───── TEXTO EXTRAÍDO
La prueba PISA y los rankings internacionales sobre las universidades
muestran la precariedad de la educación en el Perú. No solo no formamos
adecuadamente a nuestros niños y adolescentes, sino que tampoco somos
capaces de darles una educación superior de nivel.
Los resultados no son gratuitos, devienen directamente de un modelo
impuesto en los noventa que supone que todo lo asigna el mercado, que en
el caso peruano llevó a despreciar de nuevo la educación pública.
Paradójicamente los promotores ideológicos de tan penosa situación
insisten en atribuir el fracaso a lo público, a cuya mejora presupuestal
suelen oponerse por principio. Generan así un círculo perverso que
produce una enseñanza muy deficiente.
La mayoría de
comentaristas de los exámenes de la OCDE cree que todo se soluciona con
más privatización, incluso proponen, desubicados, el modelo de Pinochet,
fracasado estrepitosamente en Chile, que acabó por aumentar la
desigualdad y deteriorar una educación tradicionalmente de nivel a
límites casi peruanos.
En el caso de las universidades la varita
mágica la colocan por el lado de la acreditación ministerial, para lo
cual ya funciona una entidad que ahora tratan de consagrar en la
propuesta superintendencia universitaria. Decenas de indicadores
formales, básicamente de carácter administrativo, aparecen como
requisito.
──────────
───── LISTADO MOSTRADO
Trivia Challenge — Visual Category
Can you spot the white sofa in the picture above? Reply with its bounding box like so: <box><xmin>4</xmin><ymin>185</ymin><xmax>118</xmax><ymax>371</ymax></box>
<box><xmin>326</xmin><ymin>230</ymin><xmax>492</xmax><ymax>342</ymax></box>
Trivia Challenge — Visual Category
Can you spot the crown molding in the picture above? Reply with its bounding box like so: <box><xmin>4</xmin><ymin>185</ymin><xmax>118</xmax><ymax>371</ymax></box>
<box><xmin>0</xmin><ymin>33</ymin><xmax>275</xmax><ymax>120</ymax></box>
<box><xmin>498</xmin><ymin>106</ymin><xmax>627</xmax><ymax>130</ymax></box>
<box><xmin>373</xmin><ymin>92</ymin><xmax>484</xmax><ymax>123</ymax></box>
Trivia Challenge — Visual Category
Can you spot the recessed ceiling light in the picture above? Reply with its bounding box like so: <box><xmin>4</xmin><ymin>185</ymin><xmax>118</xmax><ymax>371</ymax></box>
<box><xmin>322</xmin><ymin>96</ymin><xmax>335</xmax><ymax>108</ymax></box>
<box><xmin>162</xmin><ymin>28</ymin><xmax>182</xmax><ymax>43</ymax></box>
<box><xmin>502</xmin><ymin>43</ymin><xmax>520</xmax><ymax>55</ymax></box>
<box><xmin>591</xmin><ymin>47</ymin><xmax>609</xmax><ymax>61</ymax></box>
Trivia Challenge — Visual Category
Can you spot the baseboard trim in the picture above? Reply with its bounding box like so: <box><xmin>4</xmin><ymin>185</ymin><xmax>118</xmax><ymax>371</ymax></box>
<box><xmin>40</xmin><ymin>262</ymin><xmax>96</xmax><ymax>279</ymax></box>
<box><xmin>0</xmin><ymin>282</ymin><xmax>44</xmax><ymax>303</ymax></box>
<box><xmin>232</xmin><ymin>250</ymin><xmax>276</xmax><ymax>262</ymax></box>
──────────
DETALLES DEL EJERCICIO: Repite textualmente el pasaje del texto sobre la educación en el Perú que comienza con las palabras "La prueba PISA" y termina después de "superior de nivel.". Responde basándote únicamente en el texto.

LA SOLUCIÓN:
La prueba PISA y los rankings internacionales sobre las universidades
muestran la precariedad de la educación en el Perú. No solo no formamos
adecuadamente a nuestros niños y adolescentes, sino que tampoco somos
capaces de darles una educación superior de nivel.